Going through the data below, copy out each line where the word "tool" shows up.

Saved data entries:
+ + + + +

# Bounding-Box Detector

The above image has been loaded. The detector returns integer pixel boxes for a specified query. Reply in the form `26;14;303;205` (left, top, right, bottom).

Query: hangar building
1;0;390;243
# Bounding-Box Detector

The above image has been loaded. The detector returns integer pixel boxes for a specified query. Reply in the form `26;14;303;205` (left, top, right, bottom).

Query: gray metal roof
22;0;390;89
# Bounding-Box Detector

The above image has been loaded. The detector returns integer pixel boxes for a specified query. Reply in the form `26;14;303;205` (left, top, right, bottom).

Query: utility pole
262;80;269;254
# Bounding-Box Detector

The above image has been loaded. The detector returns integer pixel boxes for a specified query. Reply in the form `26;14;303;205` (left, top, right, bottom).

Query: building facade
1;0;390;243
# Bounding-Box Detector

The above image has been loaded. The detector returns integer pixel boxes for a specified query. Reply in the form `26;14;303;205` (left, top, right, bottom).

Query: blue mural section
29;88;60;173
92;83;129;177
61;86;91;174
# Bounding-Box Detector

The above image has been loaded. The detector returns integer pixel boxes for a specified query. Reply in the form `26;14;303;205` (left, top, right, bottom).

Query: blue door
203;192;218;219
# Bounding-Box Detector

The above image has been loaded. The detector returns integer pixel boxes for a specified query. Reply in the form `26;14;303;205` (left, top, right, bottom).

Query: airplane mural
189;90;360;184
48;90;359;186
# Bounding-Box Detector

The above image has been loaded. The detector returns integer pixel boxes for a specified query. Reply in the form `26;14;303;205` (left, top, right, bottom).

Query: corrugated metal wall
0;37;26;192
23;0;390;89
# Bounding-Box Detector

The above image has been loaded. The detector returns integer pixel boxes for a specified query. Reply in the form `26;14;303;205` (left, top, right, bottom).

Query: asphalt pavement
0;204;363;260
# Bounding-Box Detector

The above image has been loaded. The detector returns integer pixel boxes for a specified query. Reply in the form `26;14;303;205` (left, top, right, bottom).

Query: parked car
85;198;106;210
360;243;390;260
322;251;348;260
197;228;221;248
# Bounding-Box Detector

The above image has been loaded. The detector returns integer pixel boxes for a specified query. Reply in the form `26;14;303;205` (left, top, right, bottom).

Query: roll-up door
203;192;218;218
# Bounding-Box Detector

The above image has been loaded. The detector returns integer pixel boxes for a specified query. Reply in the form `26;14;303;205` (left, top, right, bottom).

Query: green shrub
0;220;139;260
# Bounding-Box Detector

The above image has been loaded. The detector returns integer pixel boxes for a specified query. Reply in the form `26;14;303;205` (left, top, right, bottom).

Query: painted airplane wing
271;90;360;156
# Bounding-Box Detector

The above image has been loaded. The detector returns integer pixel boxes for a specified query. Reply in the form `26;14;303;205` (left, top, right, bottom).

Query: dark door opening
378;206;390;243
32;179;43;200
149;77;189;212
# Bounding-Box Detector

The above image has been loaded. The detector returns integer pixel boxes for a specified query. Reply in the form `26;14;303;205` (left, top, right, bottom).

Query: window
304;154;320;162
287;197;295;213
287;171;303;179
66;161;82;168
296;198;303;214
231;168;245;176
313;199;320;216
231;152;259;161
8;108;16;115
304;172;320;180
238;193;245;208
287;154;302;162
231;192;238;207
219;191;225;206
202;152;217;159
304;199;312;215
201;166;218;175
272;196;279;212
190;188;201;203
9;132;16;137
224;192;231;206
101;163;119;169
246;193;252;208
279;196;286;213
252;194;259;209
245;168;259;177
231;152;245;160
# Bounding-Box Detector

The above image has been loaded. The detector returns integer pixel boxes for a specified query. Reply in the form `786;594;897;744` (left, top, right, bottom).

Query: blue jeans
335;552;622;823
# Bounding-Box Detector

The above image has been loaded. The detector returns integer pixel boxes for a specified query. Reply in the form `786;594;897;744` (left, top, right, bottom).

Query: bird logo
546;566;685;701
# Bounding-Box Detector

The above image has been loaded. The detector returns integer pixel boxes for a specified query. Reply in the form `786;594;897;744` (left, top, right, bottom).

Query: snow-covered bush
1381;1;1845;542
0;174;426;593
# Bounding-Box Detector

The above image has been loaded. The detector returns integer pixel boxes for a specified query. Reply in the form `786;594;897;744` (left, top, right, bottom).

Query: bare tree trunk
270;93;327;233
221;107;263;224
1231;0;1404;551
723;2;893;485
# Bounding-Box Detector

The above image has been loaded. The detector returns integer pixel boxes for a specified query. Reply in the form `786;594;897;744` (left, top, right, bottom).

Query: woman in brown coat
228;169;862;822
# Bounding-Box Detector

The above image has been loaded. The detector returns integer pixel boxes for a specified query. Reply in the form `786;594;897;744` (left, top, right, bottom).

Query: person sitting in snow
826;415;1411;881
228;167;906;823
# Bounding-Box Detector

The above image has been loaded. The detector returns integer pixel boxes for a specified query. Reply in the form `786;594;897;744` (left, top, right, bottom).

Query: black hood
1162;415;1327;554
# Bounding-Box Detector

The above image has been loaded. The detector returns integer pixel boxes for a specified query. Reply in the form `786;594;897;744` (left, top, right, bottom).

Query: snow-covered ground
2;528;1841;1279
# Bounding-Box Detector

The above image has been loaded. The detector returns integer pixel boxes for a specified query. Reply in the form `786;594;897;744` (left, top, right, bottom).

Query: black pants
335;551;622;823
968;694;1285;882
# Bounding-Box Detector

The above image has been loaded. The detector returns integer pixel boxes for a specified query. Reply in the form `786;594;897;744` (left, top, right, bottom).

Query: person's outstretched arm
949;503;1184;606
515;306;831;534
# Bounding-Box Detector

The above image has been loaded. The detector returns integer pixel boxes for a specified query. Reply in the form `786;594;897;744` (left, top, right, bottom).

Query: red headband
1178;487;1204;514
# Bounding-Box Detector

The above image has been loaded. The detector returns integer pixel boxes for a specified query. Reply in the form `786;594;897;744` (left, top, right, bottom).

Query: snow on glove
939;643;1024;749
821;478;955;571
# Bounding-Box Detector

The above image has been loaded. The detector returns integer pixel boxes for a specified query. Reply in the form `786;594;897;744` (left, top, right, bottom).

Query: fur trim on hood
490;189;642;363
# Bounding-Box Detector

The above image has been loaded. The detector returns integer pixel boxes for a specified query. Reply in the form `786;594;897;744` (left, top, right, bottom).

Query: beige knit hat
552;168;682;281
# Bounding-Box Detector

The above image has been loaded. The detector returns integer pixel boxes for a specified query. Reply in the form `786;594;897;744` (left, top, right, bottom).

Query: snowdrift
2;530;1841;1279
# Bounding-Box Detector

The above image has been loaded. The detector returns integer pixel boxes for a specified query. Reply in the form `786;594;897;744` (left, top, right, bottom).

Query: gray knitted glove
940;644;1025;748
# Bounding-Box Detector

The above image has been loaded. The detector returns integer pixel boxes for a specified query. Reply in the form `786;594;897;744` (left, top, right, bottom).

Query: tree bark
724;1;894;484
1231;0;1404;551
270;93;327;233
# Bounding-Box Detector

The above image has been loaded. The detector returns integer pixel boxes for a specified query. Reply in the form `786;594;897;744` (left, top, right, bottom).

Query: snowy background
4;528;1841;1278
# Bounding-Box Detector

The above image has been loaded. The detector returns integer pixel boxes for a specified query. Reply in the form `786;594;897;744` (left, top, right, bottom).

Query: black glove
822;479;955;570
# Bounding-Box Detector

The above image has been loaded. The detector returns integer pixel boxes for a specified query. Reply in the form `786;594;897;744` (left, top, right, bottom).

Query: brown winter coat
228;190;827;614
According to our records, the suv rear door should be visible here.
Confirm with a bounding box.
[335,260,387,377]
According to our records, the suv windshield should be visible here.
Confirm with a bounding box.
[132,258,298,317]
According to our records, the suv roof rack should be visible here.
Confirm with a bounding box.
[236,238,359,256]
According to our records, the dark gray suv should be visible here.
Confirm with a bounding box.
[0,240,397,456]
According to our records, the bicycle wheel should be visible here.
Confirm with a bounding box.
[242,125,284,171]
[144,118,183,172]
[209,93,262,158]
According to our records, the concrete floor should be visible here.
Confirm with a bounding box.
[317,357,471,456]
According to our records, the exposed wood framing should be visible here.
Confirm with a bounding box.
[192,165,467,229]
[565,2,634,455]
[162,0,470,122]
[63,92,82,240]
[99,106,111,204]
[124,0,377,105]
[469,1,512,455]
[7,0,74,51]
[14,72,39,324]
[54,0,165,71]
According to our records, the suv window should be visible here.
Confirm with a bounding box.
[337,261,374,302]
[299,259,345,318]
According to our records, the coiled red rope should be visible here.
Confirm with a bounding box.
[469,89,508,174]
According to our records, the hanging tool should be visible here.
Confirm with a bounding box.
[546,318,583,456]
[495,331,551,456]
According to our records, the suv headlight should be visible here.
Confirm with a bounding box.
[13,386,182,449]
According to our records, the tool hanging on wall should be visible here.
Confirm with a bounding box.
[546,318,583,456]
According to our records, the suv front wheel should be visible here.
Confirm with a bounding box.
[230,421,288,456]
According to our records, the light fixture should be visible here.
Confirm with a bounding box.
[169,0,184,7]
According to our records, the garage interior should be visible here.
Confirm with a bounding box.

+ + + + +

TASK ANSWER
According to our records, the hanging tool should be visible here.
According to our records, the tool hanging on wall should be visible here.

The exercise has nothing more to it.